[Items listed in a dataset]
* * *

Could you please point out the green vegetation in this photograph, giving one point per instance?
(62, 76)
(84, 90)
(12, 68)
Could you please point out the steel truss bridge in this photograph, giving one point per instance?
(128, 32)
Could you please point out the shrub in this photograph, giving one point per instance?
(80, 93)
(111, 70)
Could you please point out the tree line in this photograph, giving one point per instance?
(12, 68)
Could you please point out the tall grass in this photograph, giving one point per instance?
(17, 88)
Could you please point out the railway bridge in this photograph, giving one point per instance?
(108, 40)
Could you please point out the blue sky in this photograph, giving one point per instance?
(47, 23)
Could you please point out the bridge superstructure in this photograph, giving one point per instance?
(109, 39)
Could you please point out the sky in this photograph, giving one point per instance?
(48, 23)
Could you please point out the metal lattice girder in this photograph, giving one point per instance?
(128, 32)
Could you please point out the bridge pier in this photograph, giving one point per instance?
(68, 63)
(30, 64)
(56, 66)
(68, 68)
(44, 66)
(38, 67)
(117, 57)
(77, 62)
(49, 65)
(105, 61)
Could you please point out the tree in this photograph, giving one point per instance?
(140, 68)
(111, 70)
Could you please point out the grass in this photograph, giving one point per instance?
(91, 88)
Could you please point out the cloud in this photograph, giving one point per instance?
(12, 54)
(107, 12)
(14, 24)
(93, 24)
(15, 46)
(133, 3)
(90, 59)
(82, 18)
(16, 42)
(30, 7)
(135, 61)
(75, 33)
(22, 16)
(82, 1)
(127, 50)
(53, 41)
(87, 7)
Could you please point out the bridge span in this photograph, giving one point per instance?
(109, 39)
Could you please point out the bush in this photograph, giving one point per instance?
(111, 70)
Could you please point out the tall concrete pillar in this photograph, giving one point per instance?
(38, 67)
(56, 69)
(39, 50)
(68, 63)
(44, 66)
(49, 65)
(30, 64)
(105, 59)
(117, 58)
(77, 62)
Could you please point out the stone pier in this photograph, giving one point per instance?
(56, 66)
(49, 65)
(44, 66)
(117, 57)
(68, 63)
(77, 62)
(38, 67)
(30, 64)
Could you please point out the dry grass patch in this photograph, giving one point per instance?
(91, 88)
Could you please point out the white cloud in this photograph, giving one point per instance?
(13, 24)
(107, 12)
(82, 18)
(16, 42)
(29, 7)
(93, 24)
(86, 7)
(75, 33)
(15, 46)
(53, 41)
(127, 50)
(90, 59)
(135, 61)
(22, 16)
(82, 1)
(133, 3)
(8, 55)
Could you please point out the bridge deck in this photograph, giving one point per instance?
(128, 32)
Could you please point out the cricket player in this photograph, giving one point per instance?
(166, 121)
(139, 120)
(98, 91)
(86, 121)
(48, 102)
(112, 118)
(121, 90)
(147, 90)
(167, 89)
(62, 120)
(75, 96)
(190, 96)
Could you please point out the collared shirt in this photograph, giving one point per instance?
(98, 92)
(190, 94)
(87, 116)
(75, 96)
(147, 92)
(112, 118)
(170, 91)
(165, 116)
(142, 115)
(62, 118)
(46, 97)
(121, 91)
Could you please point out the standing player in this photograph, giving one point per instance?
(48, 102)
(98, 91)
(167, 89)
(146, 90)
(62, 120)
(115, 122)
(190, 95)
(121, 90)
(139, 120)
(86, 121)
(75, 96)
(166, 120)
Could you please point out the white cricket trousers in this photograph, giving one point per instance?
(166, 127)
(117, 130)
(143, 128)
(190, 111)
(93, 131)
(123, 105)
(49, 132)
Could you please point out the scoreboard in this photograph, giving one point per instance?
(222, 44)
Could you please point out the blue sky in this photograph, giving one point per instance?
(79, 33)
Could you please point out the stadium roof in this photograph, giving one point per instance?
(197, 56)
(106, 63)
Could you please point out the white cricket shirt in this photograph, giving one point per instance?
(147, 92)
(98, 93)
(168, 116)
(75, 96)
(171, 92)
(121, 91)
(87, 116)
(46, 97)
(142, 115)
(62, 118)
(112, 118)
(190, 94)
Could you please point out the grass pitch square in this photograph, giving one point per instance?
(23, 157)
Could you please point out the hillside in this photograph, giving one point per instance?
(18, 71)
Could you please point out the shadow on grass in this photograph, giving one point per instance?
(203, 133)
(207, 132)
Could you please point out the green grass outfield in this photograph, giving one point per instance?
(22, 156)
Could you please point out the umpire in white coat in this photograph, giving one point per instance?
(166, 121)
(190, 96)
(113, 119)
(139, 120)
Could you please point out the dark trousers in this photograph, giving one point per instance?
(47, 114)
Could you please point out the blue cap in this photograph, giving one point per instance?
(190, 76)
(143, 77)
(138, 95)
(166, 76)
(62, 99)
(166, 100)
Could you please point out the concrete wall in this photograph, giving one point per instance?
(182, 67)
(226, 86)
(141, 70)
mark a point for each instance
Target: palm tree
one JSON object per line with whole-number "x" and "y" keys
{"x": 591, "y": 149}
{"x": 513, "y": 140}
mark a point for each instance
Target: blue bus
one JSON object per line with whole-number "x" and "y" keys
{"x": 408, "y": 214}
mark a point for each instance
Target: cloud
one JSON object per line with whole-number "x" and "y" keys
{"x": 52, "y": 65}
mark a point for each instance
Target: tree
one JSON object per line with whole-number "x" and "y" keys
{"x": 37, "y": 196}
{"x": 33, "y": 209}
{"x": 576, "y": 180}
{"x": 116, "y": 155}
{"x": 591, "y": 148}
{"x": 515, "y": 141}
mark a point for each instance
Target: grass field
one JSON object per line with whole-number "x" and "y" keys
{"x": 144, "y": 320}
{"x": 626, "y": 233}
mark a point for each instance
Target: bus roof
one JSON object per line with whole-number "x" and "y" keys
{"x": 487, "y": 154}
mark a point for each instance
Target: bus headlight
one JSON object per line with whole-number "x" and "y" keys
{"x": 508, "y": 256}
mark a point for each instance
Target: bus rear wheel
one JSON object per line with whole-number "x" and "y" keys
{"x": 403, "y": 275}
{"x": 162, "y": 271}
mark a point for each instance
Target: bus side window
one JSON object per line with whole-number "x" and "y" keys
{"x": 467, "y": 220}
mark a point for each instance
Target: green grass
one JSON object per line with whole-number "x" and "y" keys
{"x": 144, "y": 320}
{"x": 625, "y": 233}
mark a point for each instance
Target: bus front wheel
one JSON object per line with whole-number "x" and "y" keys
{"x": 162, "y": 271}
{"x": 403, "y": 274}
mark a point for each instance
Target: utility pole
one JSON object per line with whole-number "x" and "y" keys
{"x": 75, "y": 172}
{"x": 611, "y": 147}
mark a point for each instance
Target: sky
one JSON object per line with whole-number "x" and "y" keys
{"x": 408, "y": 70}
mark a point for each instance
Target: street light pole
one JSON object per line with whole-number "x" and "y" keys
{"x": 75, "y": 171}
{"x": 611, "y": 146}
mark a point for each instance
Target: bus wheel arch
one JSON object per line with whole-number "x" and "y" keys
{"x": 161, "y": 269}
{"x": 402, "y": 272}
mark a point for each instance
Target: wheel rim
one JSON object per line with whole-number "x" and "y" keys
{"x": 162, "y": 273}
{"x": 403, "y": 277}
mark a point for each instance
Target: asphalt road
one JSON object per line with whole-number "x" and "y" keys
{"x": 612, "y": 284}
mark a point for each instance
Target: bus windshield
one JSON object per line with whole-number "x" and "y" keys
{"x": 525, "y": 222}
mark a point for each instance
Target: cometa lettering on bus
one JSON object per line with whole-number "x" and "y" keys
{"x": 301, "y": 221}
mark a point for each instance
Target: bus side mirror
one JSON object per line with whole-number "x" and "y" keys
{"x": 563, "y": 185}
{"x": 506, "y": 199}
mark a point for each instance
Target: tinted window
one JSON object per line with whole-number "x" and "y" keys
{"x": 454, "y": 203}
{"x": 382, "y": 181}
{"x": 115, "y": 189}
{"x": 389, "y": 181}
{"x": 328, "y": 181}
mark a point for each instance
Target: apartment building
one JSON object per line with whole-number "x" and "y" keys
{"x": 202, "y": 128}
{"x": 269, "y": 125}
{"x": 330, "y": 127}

* * *

Using the records above, filter out every line that lacks the string "wheel" and copy the rest.

[Response box]
Target: bus rear wheel
Target: bus front wheel
Target: bus wheel arch
Target: wheel rim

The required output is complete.